* [Selected text]:
····················
Published in: on April 29, 2012 at 6:40 pm  Leave a Comment  

What About Dick

I went to see Eric Idle’s new play “What About Dick” at its world premiere last night, at the extremely lovely Orpheum theater on Broadway (L.A.’s Broadway, not The Great White Way). I don’t go to the professional theatre often, perhaps once a year, but I couldn’t resist this. I mean, the cast! The chance to see Russell Brand and Tim Curry on stage together; would any bit of stage remain unchewed? Tracey Ullman? Jane Leeves? Billy Connelly? Eddie Izzard? Eric Idle himself? Not one of them wouldn’t seem a good excuse to go see them on a stage… all of them at once? It’s practically every good funny person with an accent. And being there at the launch of what might be a major new work? That would be cool points.

Was it worth it? Yes. Do I recommend it, well…

First off, it’s not really a play, well, not a stage play. There is some attempt to present it as about the making of a radio drama, but it’s not at all. This isn’t some “Noises Off”, where you’re seeing what goes on behind and around the performance. This is just the (comedic) radio drama itself. So it’s really just a group of actors ith a couple days practice reading from scripts – a great way to put on something with a couple days rehearsal for a short run; think of it as “Love Letters” with a larger cast.

The key problem was that it was hard to understand; I’m not talking at some deep meaningful level, I’m talking simply about the words. Now, less you think that this is an example of my aging ears or the problems with sitting out in seat U 42 (which I only got to move up to because my first seat, W 42,  was covered up by the platform for one of the cameras filming the even for later release) I can tell you that I was hearing the same complaint from everyone, including a friend of mine sitting literally front row center. This problem arose from a number of sources – rapid dialog delivered by people looking down toward their scripts, poor audio devices/acoustics; and those wonderful accents, no two quite the same, and with my brain unable to switch quickly enough from translating one to the next. (It’s not just these actor’s natural voices; some were playing multiple characters with differing accents, done with a wide range of success.) There is one character whose accent is supposed to make him hard to understand, and it’s hard for that to be funny when everyone is hard to understand.
····················
* [Data section]:
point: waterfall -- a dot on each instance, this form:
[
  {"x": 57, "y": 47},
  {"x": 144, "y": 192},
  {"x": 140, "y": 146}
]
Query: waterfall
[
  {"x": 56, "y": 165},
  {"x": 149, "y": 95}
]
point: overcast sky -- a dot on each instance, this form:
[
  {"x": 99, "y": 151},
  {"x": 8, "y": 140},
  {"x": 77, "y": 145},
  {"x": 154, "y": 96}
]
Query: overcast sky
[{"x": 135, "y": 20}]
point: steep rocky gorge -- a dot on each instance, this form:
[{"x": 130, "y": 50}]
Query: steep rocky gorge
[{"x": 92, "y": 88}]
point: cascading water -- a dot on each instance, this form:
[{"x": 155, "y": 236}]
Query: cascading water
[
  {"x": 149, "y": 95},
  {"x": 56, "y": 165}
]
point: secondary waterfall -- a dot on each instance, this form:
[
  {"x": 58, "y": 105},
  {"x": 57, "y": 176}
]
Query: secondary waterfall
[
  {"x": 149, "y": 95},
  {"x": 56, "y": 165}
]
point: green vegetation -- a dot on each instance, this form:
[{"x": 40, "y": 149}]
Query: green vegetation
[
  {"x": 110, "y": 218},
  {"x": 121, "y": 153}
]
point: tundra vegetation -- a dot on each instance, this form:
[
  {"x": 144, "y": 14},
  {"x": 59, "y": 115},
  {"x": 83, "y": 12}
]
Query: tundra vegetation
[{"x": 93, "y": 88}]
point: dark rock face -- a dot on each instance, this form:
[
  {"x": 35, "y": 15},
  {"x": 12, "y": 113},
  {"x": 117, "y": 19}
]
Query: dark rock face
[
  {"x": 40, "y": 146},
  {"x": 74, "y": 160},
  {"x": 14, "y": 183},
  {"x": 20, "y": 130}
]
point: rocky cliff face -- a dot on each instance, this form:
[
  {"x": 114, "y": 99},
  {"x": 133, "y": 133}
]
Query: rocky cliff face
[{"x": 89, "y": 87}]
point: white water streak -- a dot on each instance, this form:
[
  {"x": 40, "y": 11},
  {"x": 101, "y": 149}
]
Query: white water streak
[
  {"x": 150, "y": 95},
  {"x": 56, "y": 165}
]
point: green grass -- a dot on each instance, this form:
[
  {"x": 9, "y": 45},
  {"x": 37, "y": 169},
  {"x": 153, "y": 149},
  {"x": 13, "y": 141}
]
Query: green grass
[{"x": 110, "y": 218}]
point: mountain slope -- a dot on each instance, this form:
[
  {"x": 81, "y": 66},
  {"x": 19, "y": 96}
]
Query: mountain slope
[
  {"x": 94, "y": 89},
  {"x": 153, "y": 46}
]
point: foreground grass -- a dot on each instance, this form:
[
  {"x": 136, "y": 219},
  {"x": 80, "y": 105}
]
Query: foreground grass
····················
* [Instructions to follow]: Render into French this sentence from the theater review above: "I don't go to the professional theatre often, perhaps once a year, but I couldn't resist this."

* [The solution]: Je ne vais pas souvent au théâtre professionnel, peut-être une fois par an, mais je n'ai pas pu résister à cela.